Teaching in France — 2013/14, Part 4

Luke Warmale
7 min readJan 2, 2021

Opening of November blog

I spent a few days back in London over my lycée’s half term in order to attend an interview and have my soul split into a thousand horcruxes.

I flew back on British Airways to Lyon, back into it all, back into all of it.

Toilet skid marks, clogged shower plugs and unwashed stacks of dishes didn’t make for the most welcoming start to my half-term return to Monistrol. Claudia seemingly gets off on these practical jokes whilst I can assure her that playing clean-up boy to her domestic indulgences is not on my bucket list. I had planned on reading Morrissey’s autobiography that evening, which I had bought from WHSmith in Heathrow, and had hoped to follow his advice and stop pandering life’s complexities when the leather so clearly runs smooth on the passenger seat. Instead I cleaned the skid marks and reduced the tower of dishes. Neither dreams nor nightmares came that night, but something told me that Leslie Grantham was still roaming webcam forums in a Captain Hook costume, and that was tough to take.

The French government has recently moved to take my car off the road. Such has been the rubber-induced abrasion of their motorways that they have resolved to manufacture some curious speeding fines. I discovered them in my staff room pigeonhole and gave them a good look-over before putting them down, raising my eyebrows and forgetting all about them. They couldn’t really have been for me. If the government shall cowardly issue these penalties then I shall bravely imagine there lives another Caspar in my village and this has all been one great misunderstanding. As it stands though, in neither dream nor nightmare, I will have to pay a shameful amount for these fines. I know the camera in question, and I know it to be a mischievous little fucker and one that surely switches position at night. Before this year is through, I plan to don a balaclava and vandalise it beyond function.

Teaching this week was what it was. Lessons were fulfilling at points and less fulfilling at others. We continued our work on the theme of “Myths and Heroes”, studying Churchill speeches, talking about the heroic life of Ira Hayes and pondering weighty song lyrics that I’d brought in. Last Wednesday in my period before lunch, I was supposed to have fifteen students but thirty turned up. The extra fifteen kids had come to me in order to escape a test that had been set for the same period. They had chosen instead to claim timetable confusion and squeeze into my conversation class without their teacher’s knowledge, who was now waiting in an empty classroom elsewhere. I respect the games that students play. I remember missing a good percentage of my own Latin classes in sixth form and I recall how Mr Coyle, somewhat of a genuine tosser, would actually chase me around school. The effort, the brains and the creativity I put into skipping class is something that tested me day in, day out. Who was I to tell on these kids? I let them stay and we had a manic hour doing mock orals, which ended up being rewarding to both pupil and pedagogue.

(Missing Image — ‘Students studying the song “The boy with the thorn in his side”’)

Request 1:
Please duplicate the part of the records that opens at their start and closes with the line containing "217], [185, 0, 350, 143]]", including both ends. Leave the pictures out.

Data supplied:
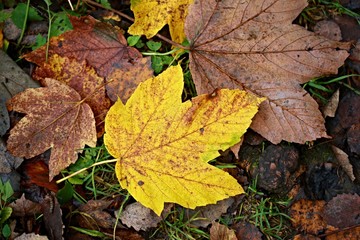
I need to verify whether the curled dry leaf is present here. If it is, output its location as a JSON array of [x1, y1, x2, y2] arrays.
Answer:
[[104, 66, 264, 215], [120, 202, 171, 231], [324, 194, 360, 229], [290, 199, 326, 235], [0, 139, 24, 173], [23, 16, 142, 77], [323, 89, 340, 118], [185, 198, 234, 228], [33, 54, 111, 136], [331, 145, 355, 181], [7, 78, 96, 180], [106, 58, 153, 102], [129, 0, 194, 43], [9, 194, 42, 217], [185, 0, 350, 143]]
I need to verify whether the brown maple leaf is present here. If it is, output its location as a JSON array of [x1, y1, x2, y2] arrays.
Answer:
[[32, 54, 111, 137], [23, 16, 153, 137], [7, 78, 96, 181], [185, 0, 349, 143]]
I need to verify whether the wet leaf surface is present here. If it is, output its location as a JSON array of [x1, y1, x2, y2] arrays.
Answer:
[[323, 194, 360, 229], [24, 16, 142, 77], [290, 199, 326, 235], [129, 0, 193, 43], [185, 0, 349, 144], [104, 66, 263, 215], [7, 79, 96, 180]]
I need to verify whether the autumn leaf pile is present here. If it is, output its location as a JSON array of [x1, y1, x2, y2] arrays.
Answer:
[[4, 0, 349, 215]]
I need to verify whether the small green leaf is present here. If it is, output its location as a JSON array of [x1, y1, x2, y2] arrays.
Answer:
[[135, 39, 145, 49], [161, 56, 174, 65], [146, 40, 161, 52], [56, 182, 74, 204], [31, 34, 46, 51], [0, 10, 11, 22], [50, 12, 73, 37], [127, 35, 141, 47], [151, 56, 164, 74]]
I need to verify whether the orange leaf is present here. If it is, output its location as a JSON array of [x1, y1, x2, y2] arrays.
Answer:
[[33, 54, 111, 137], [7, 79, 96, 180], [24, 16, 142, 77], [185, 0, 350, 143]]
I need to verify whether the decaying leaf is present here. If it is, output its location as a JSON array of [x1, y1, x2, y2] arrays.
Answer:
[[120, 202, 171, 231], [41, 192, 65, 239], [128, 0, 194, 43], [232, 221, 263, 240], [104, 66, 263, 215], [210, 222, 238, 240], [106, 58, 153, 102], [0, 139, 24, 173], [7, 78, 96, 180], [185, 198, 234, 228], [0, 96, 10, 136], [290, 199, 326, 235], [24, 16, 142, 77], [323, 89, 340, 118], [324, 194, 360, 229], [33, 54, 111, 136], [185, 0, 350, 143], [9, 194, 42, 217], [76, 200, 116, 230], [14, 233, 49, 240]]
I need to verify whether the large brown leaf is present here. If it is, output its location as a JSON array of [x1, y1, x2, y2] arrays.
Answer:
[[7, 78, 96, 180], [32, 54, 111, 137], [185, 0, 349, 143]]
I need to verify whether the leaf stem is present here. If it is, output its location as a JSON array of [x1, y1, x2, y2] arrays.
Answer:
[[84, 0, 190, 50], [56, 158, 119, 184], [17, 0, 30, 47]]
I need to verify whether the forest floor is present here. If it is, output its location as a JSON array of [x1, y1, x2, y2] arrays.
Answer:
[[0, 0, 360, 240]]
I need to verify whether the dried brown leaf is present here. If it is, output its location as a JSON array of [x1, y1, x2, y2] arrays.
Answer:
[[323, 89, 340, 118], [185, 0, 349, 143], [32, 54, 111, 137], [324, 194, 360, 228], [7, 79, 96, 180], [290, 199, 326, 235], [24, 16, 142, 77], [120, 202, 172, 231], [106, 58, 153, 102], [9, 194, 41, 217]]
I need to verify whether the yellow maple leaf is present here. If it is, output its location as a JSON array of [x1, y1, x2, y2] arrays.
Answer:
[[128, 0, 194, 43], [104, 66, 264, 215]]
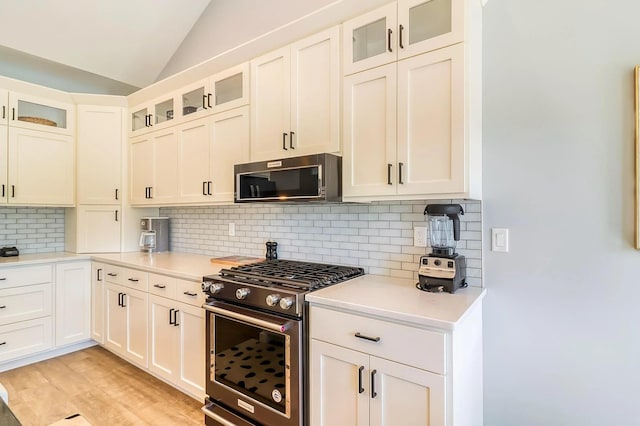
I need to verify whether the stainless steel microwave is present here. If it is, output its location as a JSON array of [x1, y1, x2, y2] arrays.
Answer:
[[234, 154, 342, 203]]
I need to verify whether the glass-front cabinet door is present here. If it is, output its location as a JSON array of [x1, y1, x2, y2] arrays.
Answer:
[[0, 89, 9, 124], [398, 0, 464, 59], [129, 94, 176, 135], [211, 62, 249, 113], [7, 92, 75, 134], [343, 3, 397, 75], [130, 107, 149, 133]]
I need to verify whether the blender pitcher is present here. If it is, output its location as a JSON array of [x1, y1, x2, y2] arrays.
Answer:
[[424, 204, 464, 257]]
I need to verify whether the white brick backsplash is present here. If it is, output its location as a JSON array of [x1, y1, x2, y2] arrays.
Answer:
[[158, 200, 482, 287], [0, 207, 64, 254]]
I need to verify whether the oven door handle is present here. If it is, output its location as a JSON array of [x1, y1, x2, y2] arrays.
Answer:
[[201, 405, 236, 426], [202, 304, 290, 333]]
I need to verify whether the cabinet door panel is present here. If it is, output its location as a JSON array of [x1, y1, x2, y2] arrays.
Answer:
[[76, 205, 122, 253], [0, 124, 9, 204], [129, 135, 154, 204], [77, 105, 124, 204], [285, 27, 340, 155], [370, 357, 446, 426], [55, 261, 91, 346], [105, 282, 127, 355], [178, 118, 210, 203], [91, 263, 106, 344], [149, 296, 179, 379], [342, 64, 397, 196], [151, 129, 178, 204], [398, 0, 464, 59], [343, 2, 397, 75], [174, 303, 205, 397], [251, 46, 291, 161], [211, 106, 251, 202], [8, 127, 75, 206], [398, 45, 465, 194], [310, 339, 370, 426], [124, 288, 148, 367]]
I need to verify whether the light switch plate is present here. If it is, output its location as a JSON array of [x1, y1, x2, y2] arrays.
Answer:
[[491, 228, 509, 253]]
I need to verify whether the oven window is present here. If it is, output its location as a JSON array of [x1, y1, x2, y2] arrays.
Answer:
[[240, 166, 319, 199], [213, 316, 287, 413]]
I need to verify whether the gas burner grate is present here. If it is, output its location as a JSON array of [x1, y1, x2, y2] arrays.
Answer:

Request 2:
Reproduce the part of the blog post about teaching in France that opens with the words containing "Luke Warmale" and closes with "into all of it.", substituting "Air France" for "British Airways".

Full response 1:
I need to verify whether the curled dry leaf is present here. If it is, output its location as a JSON array of [x1, y1, x2, y2] arrays.
Answer:
[[104, 66, 264, 215], [120, 202, 171, 231], [324, 194, 360, 229], [290, 199, 326, 235], [0, 139, 24, 173], [23, 16, 142, 77], [323, 89, 340, 118], [185, 198, 234, 228], [33, 54, 111, 136], [331, 145, 355, 181], [7, 78, 96, 180], [106, 58, 153, 102], [129, 0, 194, 43], [9, 194, 42, 217], [185, 0, 350, 143]]

Full response 2:
Luke Warmale
7 min readJan 2, 2021

Opening of November blog

I spent a few days back in London over my lycée’s half term in order to attend an interview and have my soul split into a thousand horcruxes.

I flew back on Air France to Lyon, back into it all, back into all of it.